[Start Provided records]

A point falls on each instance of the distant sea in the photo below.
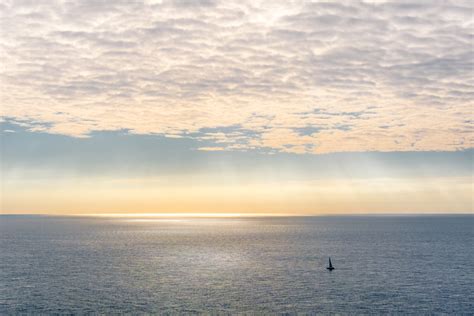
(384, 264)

[End Provided records]
[Start Provided records]

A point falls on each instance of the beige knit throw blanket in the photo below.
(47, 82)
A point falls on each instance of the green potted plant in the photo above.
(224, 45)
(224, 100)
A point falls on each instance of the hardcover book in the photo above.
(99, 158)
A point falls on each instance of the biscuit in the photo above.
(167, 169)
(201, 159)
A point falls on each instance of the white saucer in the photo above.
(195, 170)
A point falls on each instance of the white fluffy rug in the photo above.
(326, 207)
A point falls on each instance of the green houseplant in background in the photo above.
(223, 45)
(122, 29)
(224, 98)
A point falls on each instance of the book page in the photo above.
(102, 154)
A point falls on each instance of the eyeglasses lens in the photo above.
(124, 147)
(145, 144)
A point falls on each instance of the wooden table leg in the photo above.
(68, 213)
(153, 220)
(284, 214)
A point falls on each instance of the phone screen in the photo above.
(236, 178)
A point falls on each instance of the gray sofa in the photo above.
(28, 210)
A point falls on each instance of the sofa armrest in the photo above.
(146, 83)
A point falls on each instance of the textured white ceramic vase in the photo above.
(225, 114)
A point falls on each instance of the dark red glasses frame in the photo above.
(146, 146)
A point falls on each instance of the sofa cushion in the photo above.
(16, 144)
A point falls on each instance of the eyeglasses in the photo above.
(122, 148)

[End Provided records]

Exercise details: Show each line of the material above that contains the string "book", and copy every such line in full. Case counts.

Reply:
A point falls on each instance of the hardcover book in the photo above.
A point falls on each instance of the book page in the photo above.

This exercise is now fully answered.